## What needs to be done:
Pull out every line of the records that contains the string "hair".
BEGIN Source data
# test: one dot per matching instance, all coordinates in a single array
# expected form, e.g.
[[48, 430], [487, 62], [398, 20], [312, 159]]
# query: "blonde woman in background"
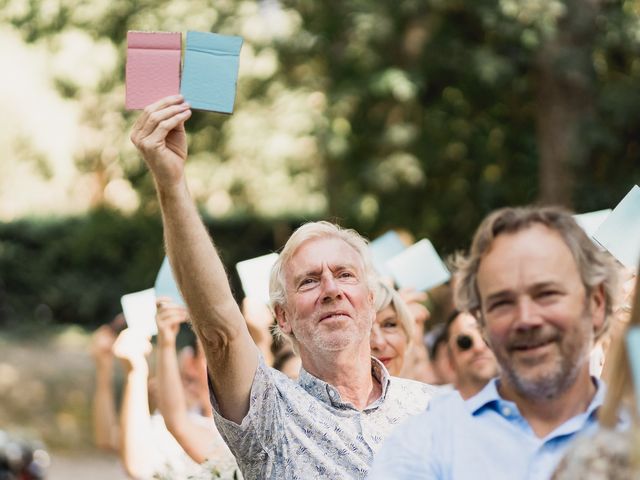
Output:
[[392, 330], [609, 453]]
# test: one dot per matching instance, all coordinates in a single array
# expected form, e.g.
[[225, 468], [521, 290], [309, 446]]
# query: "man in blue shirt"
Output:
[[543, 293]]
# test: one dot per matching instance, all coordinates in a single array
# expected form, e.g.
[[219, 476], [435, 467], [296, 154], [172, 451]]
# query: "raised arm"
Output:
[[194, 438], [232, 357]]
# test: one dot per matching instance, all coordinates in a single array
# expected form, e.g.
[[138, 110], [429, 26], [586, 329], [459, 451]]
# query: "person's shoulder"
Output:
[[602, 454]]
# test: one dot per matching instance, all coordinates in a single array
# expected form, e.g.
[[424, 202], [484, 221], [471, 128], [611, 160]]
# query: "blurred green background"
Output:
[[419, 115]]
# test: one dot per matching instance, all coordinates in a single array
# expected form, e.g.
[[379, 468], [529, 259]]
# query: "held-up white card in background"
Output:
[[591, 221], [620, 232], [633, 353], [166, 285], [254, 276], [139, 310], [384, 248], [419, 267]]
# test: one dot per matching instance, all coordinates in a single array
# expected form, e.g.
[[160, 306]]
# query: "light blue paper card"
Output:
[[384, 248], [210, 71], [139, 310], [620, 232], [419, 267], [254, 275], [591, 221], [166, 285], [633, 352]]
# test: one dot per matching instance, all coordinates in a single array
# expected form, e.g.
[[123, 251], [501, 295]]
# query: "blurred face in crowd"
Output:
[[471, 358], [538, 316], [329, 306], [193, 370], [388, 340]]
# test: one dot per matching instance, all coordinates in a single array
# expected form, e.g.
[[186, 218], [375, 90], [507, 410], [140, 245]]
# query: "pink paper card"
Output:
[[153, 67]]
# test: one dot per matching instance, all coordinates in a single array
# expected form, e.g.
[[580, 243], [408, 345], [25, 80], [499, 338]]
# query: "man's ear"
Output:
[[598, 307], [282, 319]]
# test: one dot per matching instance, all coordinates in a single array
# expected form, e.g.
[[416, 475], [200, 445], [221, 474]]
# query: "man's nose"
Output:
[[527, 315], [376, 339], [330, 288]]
END Source data
BEGIN Source data
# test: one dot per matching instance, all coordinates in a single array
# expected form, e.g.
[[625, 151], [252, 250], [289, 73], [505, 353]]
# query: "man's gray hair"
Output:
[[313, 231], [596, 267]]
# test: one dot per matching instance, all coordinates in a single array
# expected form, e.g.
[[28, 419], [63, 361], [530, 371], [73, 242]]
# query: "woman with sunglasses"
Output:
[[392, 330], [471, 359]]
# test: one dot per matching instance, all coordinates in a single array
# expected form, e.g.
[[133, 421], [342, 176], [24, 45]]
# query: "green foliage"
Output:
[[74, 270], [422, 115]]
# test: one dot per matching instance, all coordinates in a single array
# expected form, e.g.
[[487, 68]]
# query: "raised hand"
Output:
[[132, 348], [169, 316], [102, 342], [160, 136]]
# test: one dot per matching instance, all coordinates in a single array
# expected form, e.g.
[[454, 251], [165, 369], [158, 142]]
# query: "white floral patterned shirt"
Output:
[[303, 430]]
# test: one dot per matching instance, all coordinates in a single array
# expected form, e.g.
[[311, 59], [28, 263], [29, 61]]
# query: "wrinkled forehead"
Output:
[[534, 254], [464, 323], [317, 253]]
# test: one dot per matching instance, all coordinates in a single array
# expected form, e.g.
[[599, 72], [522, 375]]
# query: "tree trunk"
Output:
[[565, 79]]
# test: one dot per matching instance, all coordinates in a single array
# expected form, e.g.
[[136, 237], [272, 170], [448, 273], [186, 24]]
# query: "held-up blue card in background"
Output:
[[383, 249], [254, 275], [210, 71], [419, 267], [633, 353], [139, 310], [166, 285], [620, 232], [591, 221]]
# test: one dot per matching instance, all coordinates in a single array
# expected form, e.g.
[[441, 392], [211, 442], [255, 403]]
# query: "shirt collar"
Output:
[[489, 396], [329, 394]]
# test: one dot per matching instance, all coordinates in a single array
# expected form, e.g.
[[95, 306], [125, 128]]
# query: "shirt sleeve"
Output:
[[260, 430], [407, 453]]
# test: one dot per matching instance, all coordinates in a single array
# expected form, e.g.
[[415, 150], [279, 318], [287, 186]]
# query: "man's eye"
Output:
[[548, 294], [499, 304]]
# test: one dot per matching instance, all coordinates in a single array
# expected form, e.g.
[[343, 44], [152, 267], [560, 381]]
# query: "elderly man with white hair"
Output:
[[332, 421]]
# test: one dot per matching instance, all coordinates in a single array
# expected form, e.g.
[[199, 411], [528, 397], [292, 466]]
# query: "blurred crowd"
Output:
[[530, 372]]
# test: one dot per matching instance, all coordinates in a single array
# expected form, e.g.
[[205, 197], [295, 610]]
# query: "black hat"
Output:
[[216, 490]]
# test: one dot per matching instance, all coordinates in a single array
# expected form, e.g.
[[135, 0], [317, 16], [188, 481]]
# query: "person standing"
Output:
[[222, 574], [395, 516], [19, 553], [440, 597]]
END Source data
## Response to this task:
# query: "man's gray hair"
# query: "elderly man with white hair"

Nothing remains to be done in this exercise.